_Consignes:_
[A] Répondez aux questions suivantes d'après l'article sur le documentaire « Première campagne » :
(i) Dans quel établissement Audrey Gordon et Astrid Mezmorian ont-elles fait leurs études ensemble ?
(ii) À quelle date Astrid Mezmorian prend-elle son poste à la chaîne publique ?
(iii) Quelle durée à l'antenne le sujet tiré d'une journée de travail atteint-il ?
[B] Poursuivez l'article sur le documentaire « Première campagne » à partir de sa dernière phrase.

=== Document source ===

« Première campagne » : la fabrique du candidat Macron, au galop
« Première campagne » : la fabrique du candidat Macron, au galop
Par Clarisse Fabre
Audrey Gordon a suivi une jeune journaliste de France 2 couvrant la course à l’Elysée de celui qui est devenu chef de l’Etat en 2017.
Dans Première campagne, documentaire d’Audrey Gordon, le personnage principal n’est pas Emmanuel Macron, mais la journaliste de France 2 Astrid Mezmorian, qui suivait le candidat d’En marche ! lors de l’élection présidentielle de 2017.
Audrey Gordon et Astrid Mezmorian se connaissent bien, elles ont fait leurs études ensemble à l’Institut d’études politiques, à Paris. Lorsque la jeune journaliste prend son poste dans la chaîne publique, le 1er septembre 2016, Emmanuel Macron, ancien ministre de François Hollande, vient juste d’annoncer sa candidature. Le film suit les deux derniers mois de la campagne, alors que les ralliements à Macron se multiplient et que l’hypothèse que le candidat affronte Marine Le Pen au second tour de l’élection devient plausible.
Classique dans sa forme, le film d’Audrey Gordon raconte la fabrique de l’information sur le terrain. Ou comment une journée de travail aboutit à un sujet d’une minute et trente secondes à l’antenne. Astrid Mezmorian sait ce qu’elle va chercher : au siège de France 2, la directrice du service politique, Nathalie Saint-Cricq, et d’autres membres de la rédaction en chef élaborent et bien souvent dictent « le sujet du jour ».

=== Liste des lignes ===

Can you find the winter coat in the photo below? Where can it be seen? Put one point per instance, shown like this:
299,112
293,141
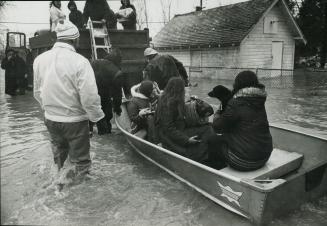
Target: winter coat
244,125
174,135
15,69
160,69
76,17
65,87
55,16
130,23
138,102
107,76
181,70
98,10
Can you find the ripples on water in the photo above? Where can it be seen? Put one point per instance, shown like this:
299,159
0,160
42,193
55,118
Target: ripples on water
124,189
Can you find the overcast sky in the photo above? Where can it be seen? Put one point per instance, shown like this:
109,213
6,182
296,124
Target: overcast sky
30,16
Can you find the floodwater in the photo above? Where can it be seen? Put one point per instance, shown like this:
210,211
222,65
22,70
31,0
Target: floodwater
124,188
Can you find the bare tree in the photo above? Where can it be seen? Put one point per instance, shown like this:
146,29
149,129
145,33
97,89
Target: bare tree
166,10
142,14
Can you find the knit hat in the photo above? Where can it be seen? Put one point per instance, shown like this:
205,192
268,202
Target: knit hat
149,51
66,31
146,88
71,3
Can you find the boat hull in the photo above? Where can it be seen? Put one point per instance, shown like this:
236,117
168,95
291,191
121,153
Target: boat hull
258,200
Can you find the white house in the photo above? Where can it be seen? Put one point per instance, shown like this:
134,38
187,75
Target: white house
257,34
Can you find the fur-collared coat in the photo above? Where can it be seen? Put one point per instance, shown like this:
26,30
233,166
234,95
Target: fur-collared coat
245,126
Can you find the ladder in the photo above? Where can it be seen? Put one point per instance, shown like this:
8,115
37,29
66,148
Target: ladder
98,31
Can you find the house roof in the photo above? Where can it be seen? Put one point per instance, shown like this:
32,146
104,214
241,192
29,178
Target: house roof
222,26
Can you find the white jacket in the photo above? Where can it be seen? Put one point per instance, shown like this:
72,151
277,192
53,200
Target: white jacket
65,87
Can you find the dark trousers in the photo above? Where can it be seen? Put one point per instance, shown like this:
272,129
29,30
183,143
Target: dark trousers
104,125
70,139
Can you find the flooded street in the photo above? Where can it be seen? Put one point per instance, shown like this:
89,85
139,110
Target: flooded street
126,189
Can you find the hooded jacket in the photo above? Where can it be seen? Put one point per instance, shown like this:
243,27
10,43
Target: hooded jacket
160,69
138,102
244,125
65,87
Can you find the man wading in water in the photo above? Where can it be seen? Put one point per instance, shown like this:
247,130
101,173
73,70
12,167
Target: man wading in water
64,85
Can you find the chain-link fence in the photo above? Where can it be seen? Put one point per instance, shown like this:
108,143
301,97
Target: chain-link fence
271,78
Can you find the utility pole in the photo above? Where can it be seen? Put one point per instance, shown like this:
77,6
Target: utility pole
146,14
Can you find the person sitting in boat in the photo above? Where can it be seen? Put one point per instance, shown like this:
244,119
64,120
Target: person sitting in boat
75,16
246,142
56,15
109,79
172,131
141,109
161,67
127,15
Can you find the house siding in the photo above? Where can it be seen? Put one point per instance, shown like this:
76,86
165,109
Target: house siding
256,48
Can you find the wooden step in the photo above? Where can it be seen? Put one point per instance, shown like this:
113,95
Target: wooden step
279,164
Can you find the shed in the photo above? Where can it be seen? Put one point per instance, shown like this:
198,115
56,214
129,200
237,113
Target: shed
257,34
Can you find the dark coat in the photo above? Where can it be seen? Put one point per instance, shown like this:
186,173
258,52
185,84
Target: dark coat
174,135
160,69
244,125
76,17
131,22
15,70
98,10
133,109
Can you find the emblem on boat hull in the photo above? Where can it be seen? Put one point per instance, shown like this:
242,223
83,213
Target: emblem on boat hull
232,196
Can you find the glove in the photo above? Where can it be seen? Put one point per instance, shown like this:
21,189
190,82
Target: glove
102,127
118,110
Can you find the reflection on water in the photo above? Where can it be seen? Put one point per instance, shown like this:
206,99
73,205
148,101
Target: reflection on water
125,189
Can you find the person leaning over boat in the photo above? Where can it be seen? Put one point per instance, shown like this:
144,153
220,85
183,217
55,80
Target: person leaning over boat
99,10
246,142
109,79
141,109
75,16
65,87
56,15
160,68
171,127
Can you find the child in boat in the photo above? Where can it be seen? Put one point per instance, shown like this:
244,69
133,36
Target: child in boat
246,142
223,94
141,108
190,142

===

_Corrigé:_
[A]
(i) À l'Institut d'études politiques, à Paris.
(ii) Le 1er septembre 2016.
(iii) Une minute et trente secondes.

[B]
Un suivi un peu formaté
Le film débute comme un feuilleton de Mission impossible. Astrid Mezmorian et le cameraman de France 2 sont dans un TGV, en route pour assister à un meeting du candidat. La journaliste a une demi-heure pour dénicher un électeur du candidat socialiste, Benoît Hamon, qui serait susceptible de basculer pour Macron au vu de la conjoncture. Astrid Mezmorian finit par trouver un participant qui entre dans cette catégorie et fait son interview, soulagée. Le spectateur, lui, est un peu abasourdi : la chaîne publique n’est-elle pas en train d’amplifier les difficultés, certes réelles, du candidat PS ? Le film n’aborde pas la question.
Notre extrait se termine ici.